(EXERCISE INSTRUCTIONS):
a) How much does the city already spend each year on drug treatment, according to the San Francisco drug treatment article?
b) Retype the San Francisco drug treatment article word for word from "Clearly, economics will" to "on drug treatment.".

(TEXT):
She has since been reunited with her children and works for Family Rights and Dignity, a local political advocacy group.
Supporters of the new program say untreated substance abuse costs San Francisco an estimated $1.7 billion a year, including indirect expenses absorbed by the criminal justice system, social services, hospitals, and businesses.
The direct cost to the city is $370 million a year, officials estimate. But this cost could be drastically cut, they contend. According to a 1994 California study, every $1 spent on treatment saves $7 one year later.
Larry Meredith, director of San Francisco's Community Substance Abuse Services, has high hopes that the program will go beyond just treatment to provide assistance with job training, child care, and housing. The plan, he concedes, is ambitious.
"There is no simple response to the phenomenally complex and massive dilemma of drug abuse in the 1990s," Mr. Meredith says. "It's far worse, especially in San Francisco, than other decades. But I think this city is ready to question its approach and make some major and dramatic changes."
Clearly, economics will be a key determinant of whether the program works. It will take substantial money up front to pay for the expanded treatment, and San Francisco, like other American cities, has no surfeit of funds.
But supporters believe that, over time, the program will more than pay for itself by reducing the social costs associated with substance abuse. One reason the San Francisco Board of Supervisors - along with Mayor Willie Brown - approved the plan is the realization that the city will not be able to rely on federal assistance to deal with its drug problem in the future.
For now, Mayor Brown is promising to stick by his pledge to secure funding for the plan, which will be added to the $47 million the city already spends each year on drug treatment.
"[The mayor] knows that many of the city's problems, such as crime and homelessness, are exacerbated by substance abuse and the lack of services," says the mayor's spokesman, P.J. Johnston.
The potential payoff is high, according to a 1996 study by the US Department of Health and Human Services that tracked substance abusers one year after treatment. Drug sales and violent crime dropped by 78 percent; heroin, cocaine, and crack use was cut in half, the study found.

Records from a data collection:
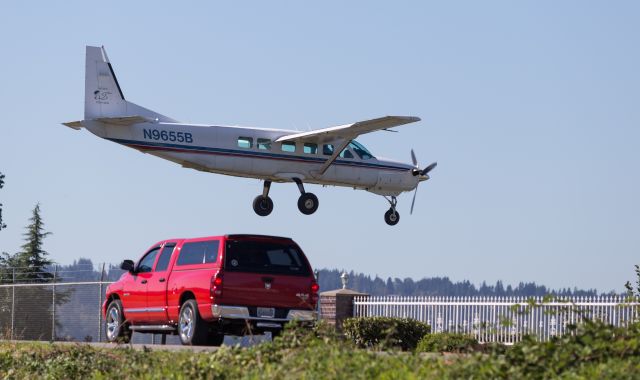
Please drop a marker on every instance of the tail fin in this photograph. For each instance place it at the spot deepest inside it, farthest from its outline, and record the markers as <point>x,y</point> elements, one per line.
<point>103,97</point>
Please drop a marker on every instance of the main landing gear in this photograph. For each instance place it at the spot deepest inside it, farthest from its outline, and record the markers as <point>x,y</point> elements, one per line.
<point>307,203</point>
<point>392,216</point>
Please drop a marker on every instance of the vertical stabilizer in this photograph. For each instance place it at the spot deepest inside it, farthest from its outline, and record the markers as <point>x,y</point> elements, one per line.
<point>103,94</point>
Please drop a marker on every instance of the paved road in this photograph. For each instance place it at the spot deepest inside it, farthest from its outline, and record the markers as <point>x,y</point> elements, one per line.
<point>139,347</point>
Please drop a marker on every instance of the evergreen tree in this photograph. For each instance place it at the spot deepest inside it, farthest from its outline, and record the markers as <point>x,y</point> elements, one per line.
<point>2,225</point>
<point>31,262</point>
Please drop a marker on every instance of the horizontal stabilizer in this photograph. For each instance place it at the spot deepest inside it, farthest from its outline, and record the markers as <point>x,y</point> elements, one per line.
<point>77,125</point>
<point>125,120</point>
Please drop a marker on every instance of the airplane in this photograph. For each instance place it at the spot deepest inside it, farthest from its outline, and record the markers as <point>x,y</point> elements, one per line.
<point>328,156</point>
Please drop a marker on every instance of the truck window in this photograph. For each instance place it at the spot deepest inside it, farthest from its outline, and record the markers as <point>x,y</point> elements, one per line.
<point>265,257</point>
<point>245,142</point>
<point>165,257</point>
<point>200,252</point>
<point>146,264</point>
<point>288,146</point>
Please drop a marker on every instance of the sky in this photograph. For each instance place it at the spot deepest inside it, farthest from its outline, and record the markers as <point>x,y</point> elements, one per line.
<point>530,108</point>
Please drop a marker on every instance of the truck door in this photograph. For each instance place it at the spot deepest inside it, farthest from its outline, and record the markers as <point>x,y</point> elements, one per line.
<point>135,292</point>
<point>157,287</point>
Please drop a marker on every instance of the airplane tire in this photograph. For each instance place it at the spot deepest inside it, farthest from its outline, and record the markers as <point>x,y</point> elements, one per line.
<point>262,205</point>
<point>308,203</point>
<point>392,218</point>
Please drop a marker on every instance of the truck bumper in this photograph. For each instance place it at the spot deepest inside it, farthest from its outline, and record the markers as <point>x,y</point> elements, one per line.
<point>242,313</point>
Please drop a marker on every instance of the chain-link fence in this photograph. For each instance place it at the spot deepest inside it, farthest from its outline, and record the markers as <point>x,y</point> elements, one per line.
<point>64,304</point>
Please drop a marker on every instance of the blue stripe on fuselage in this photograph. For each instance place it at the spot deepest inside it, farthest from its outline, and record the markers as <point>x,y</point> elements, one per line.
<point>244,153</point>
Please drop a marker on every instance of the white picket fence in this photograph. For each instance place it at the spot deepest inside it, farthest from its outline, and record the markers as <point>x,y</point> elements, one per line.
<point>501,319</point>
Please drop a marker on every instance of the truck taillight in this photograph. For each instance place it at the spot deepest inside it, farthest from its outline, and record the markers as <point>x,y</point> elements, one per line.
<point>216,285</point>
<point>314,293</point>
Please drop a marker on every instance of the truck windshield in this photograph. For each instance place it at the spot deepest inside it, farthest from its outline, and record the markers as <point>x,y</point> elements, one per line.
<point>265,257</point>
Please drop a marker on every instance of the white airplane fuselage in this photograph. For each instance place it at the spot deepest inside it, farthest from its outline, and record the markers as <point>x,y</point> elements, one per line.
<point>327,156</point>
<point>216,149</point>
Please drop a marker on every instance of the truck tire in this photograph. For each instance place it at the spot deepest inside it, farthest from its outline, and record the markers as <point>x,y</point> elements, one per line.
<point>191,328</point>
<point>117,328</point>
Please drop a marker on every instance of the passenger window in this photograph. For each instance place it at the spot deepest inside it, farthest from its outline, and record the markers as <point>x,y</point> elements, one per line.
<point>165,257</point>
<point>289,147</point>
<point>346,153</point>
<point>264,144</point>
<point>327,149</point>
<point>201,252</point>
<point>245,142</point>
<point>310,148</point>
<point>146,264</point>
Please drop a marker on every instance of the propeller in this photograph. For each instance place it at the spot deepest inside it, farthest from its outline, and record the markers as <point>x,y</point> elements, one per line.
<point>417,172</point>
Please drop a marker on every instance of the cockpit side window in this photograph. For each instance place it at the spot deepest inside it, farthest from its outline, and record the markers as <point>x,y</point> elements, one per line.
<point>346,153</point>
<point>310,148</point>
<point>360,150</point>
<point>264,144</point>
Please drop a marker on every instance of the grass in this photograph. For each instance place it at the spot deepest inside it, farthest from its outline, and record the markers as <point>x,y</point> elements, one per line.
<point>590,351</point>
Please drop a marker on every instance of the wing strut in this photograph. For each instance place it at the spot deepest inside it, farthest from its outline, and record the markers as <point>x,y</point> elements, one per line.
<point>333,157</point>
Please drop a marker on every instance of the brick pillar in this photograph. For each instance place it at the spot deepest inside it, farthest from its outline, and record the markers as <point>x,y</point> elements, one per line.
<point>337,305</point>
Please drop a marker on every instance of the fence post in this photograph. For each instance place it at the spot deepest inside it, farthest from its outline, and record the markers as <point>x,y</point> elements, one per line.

(LIST OF SOLUTIONS):
a) $47 million

b)
Clearly, economics will be a key determinant of whether the program works. It will take substantial money up front to pay for the expanded treatment, and San Francisco, like other American cities, has no surfeit of funds.
But supporters believe that, over time, the program will more than pay for itself by reducing the social costs associated with substance abuse. One reason the San Francisco Board of Supervisors - along with Mayor Willie Brown - approved the plan is the realization that the city will not be able to rely on federal assistance to deal with its drug problem in the future.
For now, Mayor Brown is promising to stick by his pledge to secure funding for the plan, which will be added to the $47 million the city already spends each year on drug treatment.